APS News

March 2013 (Volume 22, Number 3)

Super Bowl of Physics Comes to Baltimore

The APS March Meeting, the largest annual physics meeting in the country, will take place from March 18 through 22 at the Baltimore Convention Center in Baltimore, Maryland. Physicists from across the globe will present over 8,000 papers at more than 500 sessions, 112 of which are invited sessions. Total attendance is expected to exceed 8,500 scientists, who will hear about the latest developments in areas including condensed matter, computational physics, chemical and biological physics, new materials, polymers and fluids. A number of sessions will also look to explore the role of physics in different segments of society, including its role in industry, national security, human dynamics, sustainable energy and energy storage.

Nobel Prize
The winners of the 2012 Nobel Prize in physics will speak about their research on Thursday evening. Serge Haroche from the Collège de France, École normale supérieure, will discuss his method of trapping photons and putting them into a superposition. Afterward, David Wineland from the National Institute of Standards and Technology, Boulder will share how he developed his ion trapping technique that similarly places the trapped particles into a superposition state. (Session X1)

Kavli Session
Nobel laureate Steven Chu, who announced he would be stepping down after 4 years as U.S. Secretary of Energy, will be headlining Wednesday afternoon’s Kavli session about energy, climate change and the environment. Chu will speak about the promise of photovoltaics, Lonnie Thompson from the Ohio State University will discuss how scientists can reconstruct the history of Earth’s climate from ice core samples, while Stephen Harris from General Motors will highlight his company’s battery development for electric vehicles. Other speakers in the session include Graeme Stephens and Amy McKenna. (Session R0)

Physical Review Centennial
The Physical Review is celebrating 100 years of publishing cutting edge scientific research under APS. A special session will both reflect on its history and look ahead to its future role at the forefront of physics. Special for this meeting, for the first time, Daniel Kennefick from the University of Arkansas, Fayetteville will reveal the name of the referee that rejected Einstein’s third and last submission to the journal. (Session B10)

Prizes and Awards
On Monday afternoon, at a ceremonial session, the APS President will present prizes and awards to a number of researchers whose discoveries and careers have broken new ground, challenged assumptions and broadened their fields. (Session D1)

Play
On Wednesday evening, there will be a special reading of the one-act play “Farm Hall” by David Cassidy of Hofstra University, about captured German nuclear physicists at the end of World War II. Cassidy based the piece on transcripts of conversations between Werner Heisenberg, Otto Hahn and Walter Gerlach as they awaited their fate at the hands of the Allies. (Session S50)

Soft Polymers Strengthen Steel
Researchers are developing a way to make steel more bulletproof using rubber polymers. When a projectile hits the rubber polymer developed by the Naval Research Lab, the rubber undergoes a phase change. For the ten microseconds or so of an impact, the material become about 1000 times harder than its natural state, temporarily becoming a protective barrier. (Session G34.10)

(Supplied entries):
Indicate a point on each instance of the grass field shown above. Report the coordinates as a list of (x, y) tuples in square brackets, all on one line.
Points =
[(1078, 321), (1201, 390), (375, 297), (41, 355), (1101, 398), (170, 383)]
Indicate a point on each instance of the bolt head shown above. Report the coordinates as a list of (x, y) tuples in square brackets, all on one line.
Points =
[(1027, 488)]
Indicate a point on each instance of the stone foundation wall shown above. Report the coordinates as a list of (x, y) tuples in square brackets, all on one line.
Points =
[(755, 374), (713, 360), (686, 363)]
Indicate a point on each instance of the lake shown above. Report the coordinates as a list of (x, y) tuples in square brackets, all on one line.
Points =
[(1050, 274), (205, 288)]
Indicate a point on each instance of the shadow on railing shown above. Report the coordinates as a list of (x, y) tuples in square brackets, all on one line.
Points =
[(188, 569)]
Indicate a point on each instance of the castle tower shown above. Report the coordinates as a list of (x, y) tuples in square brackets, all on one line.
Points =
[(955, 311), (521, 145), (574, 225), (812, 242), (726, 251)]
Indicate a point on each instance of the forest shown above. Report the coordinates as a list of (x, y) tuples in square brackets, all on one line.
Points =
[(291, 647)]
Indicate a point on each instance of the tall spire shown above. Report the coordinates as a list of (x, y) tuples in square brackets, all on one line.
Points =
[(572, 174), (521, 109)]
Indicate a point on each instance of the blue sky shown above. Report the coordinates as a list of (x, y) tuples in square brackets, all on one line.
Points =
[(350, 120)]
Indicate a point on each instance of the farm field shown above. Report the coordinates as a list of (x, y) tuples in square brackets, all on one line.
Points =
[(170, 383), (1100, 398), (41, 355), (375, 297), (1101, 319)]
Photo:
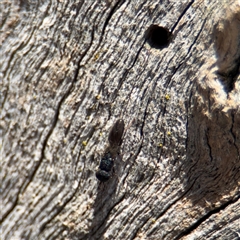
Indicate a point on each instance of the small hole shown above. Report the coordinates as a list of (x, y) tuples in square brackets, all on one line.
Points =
[(158, 37)]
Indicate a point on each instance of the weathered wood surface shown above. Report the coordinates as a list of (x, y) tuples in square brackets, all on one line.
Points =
[(69, 69)]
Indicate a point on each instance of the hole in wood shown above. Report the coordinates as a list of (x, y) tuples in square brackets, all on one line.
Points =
[(158, 37), (227, 42)]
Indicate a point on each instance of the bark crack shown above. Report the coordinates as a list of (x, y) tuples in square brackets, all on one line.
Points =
[(195, 225)]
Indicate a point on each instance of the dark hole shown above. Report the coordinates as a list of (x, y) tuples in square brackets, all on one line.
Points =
[(158, 37)]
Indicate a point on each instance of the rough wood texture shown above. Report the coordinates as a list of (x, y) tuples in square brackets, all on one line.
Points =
[(70, 69)]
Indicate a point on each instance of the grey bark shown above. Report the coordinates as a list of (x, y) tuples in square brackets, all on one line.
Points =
[(70, 69)]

(Apply what you read):
• A. In the APS March Meeting article, rewrite the paragraph beginning "Nobel laureate Steven Chu" as a bulleted list that keeps its main facts.
• B. Where will the meeting be held, according to the APS March Meeting article?
• C. Write out the stretch of the APS March Meeting article from "The APS March" through "and energy storage.".

(Answers provided):
• A.
- Steven Chu, who announced he is stepping down after 4 years as U.S. Secretary of Energy, headlines Wednesday afternoon's Kavli session on energy, climate change and the environment.
- Chu will speak on the promise of photovoltaics.
- Lonnie Thompson of the Ohio State University will discuss reconstructing Earth's climate history from ice core samples.
- Stephen Harris of General Motors will highlight the company's battery development for electric vehicles.
- Graeme Stephens and Amy McKenna will also speak.
- Session R0

• B. At the Baltimore Convention Center in Baltimore, Maryland.

• C.
The APS March Meeting, the largest annual physics meeting in the country, will take place from March 18 through 22 at the Baltimore Convention Center in Baltimore, Maryland. Physicists from across the globe will present over 8,000 papers at more than 500 sessions, 112 of which are invited sessions. Total attendance is expected to exceed 8,500 scientists, who will hear about the latest developments in areas including condensed matter, computational physics, chemical and biological physics, new materials, polymers and fluids. A number of sessions will also look to explore the role of physics in different segments of society, including its role in industry, national security, human dynamics, sustainable energy and energy storage.